PROVIDED DATA

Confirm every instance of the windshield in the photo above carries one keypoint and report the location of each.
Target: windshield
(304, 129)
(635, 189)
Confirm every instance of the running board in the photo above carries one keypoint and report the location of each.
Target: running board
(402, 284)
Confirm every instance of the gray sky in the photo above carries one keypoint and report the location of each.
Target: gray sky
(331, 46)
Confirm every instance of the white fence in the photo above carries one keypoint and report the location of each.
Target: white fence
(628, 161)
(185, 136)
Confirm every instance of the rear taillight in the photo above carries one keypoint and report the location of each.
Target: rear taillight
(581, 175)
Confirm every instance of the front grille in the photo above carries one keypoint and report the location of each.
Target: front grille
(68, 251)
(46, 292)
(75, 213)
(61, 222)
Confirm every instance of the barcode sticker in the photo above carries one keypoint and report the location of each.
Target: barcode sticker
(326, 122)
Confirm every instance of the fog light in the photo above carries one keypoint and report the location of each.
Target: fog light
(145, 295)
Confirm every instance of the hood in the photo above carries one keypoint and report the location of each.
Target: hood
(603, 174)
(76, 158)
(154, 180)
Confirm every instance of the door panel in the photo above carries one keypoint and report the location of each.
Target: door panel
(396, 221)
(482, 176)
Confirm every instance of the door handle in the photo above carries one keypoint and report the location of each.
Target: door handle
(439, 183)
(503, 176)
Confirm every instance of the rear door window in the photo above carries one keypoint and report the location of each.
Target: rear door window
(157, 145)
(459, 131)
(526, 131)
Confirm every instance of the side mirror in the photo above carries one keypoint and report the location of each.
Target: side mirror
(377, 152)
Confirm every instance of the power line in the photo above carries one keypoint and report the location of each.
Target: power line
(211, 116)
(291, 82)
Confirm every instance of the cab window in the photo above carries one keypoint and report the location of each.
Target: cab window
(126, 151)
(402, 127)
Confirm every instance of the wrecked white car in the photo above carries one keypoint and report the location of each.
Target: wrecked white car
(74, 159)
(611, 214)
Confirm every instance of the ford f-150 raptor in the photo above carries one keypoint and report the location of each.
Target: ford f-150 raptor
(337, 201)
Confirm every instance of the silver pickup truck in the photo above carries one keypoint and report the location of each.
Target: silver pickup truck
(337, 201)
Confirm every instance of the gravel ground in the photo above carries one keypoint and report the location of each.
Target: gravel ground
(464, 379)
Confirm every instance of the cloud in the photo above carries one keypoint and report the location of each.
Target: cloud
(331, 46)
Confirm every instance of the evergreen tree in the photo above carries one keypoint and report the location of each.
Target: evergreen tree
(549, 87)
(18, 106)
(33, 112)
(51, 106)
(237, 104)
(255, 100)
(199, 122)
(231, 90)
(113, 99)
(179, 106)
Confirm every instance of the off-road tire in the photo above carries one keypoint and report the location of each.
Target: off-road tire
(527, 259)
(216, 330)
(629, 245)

TASK REQUIREMENTS
Nothing should be left out: repeat all of the data exactly.

SOLUTION TO THE EXERCISE
Confirm every instance of the windshield in the photo above carries one keypoint and report the location of each.
Target: windshield
(304, 129)
(635, 189)
Confirm every instance of the running board in the photo above carries one keypoint and report the location of each.
Target: running board
(402, 284)
Confirm every instance of the gray sky in the photo above carries one keypoint and report the location of each.
Target: gray sky
(331, 46)
Confirm every instance of the white fence in the photo above carries one keypoint and report the location of each.
Target: white fence
(628, 161)
(185, 136)
Confirm every instance of the rear taillight in the photo above carries one keypoint and report the location of each.
Target: rear taillight
(581, 175)
Confirm every instance of the front grille in the photo above carries one keypoint and report the location of each.
Target: front grille
(68, 251)
(46, 292)
(75, 213)
(61, 222)
Confirm every instance of the barcode sticker in the photo above carries one keypoint and report the location of each.
Target: barcode sticker
(326, 122)
Confirm every instance of the fog light in the photo above carries one keypoint and report the location of each.
Target: fog light
(145, 295)
Confirm every instance of the hood in the photo above carries one keypoint and report the location of each.
Target: hood
(603, 174)
(76, 158)
(154, 180)
Confirm every instance of the door panel in the photo above carries one keypoint and report the location of each.
Target: door panel
(396, 221)
(482, 176)
Confirm every instance of the door handle in the photo above carries one keypoint and report the location of each.
Target: door handle
(439, 183)
(503, 176)
Confirm every instance of the rear door window in the photo above carries one keypoint and report the location of each.
Target: rear door window
(157, 145)
(459, 131)
(526, 131)
Confirm every instance of the side mirror in the photo above carries one keypoint and report the location of each.
Target: side mirror
(377, 152)
Confirm every instance of the power line in the photo above carries one keypoint and report the location of each.
Target: power line
(211, 116)
(291, 82)
Confirm every instance of the cab window in the photo above carries one keypoint and report the location of each.
Target: cab window
(126, 151)
(402, 127)
Confirm every instance of the wrecked white car in the photo above carries one keypoint and report the location of each.
Target: wrecked white car
(74, 159)
(611, 214)
Confirm every instance of the ford f-150 raptor in the photo above carries one keypoint and report the location of each.
Target: ford f-150 raptor
(337, 201)
Confirm every instance of the silver pickup truck in the photo above carries one keypoint and report the location of each.
Target: silver pickup truck
(337, 201)
Confirm every instance of the gravel ground in the photo above carries one keypoint and report the location of each.
Target: gravel ground
(464, 379)
Confirm every instance of the cloud in the photo above carries one keypoint and report the location of each.
Target: cloud
(331, 46)
Confirm every instance of the evergreen tree in the photo above carries one keypoint and report the location of each.
Target: evergreen tree
(549, 87)
(18, 106)
(33, 112)
(51, 106)
(237, 104)
(255, 100)
(199, 122)
(231, 90)
(113, 99)
(179, 106)
Confirm every instance of the off-road tire in the photo above carries one keypoint and report the location of each.
Target: off-road tire
(527, 259)
(216, 330)
(629, 245)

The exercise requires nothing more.